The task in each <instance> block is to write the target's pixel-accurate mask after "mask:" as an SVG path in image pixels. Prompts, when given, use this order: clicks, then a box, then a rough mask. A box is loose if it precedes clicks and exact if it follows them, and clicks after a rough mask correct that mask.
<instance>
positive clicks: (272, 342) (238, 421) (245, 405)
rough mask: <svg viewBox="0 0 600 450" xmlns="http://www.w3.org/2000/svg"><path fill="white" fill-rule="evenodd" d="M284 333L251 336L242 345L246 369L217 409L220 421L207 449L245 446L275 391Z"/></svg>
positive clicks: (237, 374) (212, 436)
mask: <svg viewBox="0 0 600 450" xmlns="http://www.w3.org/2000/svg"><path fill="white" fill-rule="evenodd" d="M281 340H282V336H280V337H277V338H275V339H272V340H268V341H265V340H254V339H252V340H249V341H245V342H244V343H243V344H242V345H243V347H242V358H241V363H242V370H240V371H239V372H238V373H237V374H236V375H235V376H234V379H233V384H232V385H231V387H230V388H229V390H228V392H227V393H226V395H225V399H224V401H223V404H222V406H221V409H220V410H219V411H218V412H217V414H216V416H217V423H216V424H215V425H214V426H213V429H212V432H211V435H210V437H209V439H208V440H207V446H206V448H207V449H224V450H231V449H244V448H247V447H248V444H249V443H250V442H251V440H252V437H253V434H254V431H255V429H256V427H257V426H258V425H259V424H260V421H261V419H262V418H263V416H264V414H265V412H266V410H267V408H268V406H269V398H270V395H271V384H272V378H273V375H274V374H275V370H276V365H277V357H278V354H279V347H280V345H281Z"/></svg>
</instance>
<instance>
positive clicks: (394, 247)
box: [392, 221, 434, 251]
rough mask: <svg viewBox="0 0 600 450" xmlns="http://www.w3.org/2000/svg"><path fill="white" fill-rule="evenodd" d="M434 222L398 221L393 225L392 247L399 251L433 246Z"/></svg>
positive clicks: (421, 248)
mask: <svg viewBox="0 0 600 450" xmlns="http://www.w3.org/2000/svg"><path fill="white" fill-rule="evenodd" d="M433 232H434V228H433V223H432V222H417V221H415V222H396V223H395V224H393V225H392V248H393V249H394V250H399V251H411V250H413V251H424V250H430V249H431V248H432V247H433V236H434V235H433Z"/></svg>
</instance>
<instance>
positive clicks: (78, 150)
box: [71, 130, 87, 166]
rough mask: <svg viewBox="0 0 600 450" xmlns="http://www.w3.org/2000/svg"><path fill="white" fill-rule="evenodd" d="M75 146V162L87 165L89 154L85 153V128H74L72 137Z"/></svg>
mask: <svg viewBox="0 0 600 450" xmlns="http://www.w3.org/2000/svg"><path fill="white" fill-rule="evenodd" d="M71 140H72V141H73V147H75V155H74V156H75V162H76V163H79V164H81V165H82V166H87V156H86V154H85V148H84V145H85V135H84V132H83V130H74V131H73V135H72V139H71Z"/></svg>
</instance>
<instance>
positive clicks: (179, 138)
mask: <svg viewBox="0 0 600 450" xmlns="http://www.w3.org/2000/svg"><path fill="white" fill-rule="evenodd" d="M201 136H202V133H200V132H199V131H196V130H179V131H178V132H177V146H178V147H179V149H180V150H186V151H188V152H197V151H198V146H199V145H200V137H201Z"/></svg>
########################################
* [REQUIRED WORK]
Gather every line in the records above that contains the word "positive", treating uppercase and lowercase as different.

* [OUTPUT FOR THIS EXERCISE]
positive clicks: (272, 342) (238, 421) (245, 405)
positive clicks: (237, 374) (212, 436)
positive clicks: (394, 247)
positive clicks: (421, 248)
positive clicks: (78, 150)
positive clicks: (179, 138)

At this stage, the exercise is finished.